Activity:
Retrieve all lines below that have the string "candle".

Information:
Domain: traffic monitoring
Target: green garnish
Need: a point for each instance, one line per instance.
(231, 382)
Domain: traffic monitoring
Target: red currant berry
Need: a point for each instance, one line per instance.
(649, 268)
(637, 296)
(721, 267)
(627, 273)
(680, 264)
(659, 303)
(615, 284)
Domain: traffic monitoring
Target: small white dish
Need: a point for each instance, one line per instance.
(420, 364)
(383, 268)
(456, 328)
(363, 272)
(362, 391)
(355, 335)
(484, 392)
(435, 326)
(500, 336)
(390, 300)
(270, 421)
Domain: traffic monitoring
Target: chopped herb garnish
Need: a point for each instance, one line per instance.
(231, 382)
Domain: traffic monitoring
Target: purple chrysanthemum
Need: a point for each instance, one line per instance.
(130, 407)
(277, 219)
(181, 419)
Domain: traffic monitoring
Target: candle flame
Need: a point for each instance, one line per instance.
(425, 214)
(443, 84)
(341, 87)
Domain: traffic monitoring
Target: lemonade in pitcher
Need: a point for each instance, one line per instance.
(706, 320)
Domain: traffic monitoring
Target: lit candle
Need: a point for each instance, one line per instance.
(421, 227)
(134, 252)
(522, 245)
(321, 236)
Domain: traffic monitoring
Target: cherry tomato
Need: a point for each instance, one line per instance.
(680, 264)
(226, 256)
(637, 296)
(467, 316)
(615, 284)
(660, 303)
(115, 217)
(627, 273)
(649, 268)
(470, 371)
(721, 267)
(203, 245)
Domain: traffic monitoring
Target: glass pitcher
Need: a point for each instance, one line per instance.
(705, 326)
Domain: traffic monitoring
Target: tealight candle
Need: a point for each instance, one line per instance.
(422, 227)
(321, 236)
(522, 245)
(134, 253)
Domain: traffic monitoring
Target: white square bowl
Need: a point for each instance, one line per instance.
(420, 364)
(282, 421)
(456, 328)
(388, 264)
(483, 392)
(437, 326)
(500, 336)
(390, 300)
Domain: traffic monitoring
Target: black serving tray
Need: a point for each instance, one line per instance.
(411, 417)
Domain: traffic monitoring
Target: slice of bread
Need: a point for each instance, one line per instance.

Response to this task:
Target: candle flame
Target: lit candle
Target: tealight candle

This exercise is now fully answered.